Text passage>
•••••
String

[magix]

Hi,

If I have string like below:
InputString= "@123456^BILL GATES^APR-2011 ?"

where @ - Start Character
^ - Separator
? - End Character

and it contains ID, NAME, and DATE

Pseudocode:

char * ID;
char * NAME;
char * DATE;

if ( (start char is @) AND (End Char is ?) AND (There are two ^ in string))
Then
{ //This is valid string

strncpy(ID, &InputString[1], 6); // ID has fix length
ID[6] = '\0'; // terminate the string

strncpy(NAME, &InputString[8], (Length of variable NAME Length) );
// NAME has variable length, but it is between two ^
NAME[strlen(NAME)] = '\0'; // terminate the string

strncpy(DATE, &InputString[position after the 2nd ^], (Length of
date between 2nd ^ and ?)); // Date is between 2nd ^ and ?
DATE[strlen(DATE)] = '\0'; // terminate the string
}

can help to transform into code (some string functions..i'm not too sure to
achieve and finding the length /position) ? Many thanks.

Regards.

 

[Peter Nilsson]

Hi,

If I have string like below:
InputString= "@123456^BILL GATES^APR-2011        ?"

where @ - Start Character

[Note that @ need not be a character in the basic
execution character set.]

          ^  - Separator
           ? - End Character

and it contains ID, NAME, and DATE

Pseudocode:

 char * ID;
 char * NAME;
 char * DATE;

if ( (start char is @) AND (End Char is ?) AND (There are two ^ in string))
•••••
Dataset excerpt
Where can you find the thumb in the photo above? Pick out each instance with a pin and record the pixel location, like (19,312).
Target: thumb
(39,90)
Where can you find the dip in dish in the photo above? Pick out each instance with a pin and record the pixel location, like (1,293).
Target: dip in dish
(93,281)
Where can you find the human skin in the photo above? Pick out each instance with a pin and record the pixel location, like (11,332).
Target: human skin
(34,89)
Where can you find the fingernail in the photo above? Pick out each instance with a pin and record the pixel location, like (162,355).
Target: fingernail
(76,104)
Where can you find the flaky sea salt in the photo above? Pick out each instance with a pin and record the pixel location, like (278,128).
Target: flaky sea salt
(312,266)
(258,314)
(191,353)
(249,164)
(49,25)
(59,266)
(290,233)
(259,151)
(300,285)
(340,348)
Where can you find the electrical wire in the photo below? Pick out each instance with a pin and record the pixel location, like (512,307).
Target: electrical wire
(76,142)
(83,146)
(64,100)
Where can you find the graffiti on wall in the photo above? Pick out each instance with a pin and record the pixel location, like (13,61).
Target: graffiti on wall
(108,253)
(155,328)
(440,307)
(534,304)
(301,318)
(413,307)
•••••
Given instruction 1>
State only the number of lines in the records that contain the string "with".
Given instruction 2>
Resume the forum thread on splitting a delimited string in C from the point where it stops.
The forum thread and the records have no connection to each other.

Task response 1>
7

Task response 2>
Then
{    //This is valid string

        strncpy(ID, &InputString[1], 6);    // ID has fix length
        ID[6] = '\0';    // terminate the string

        strncpy(NAME, &InputString[8], (Length of variable NAME Length) );
// NAME has variable length, but it is between two ^
        NAME[strlen(NAME)] = '\0'; // terminate the string

        strncpy(DATE, &InputString[position after the 2nd ^], (Length of
date between 2nd ^ and ?));  // Date is between 2nd ^ and ?
        DATE[strlen(DATE)] = '\0'; // terminate the string

}

can help to transform into code (some string functions..i'm not too sure to
achieve and finding the length /position) ? Many thanks.

Untested...

const char *pc1, *pc2, *pcm;

if ( InputString[0] == '@'
&& (pc1 = strchr(InputString + 1, '^')) != 0
&& pc1 - &InputString[1] == 6
&& (pc2 = strchr(++pc1, '^')) != 0
&& (pcm = strchr(++pc2, '?')) != 0
&& pcm[1] == 0)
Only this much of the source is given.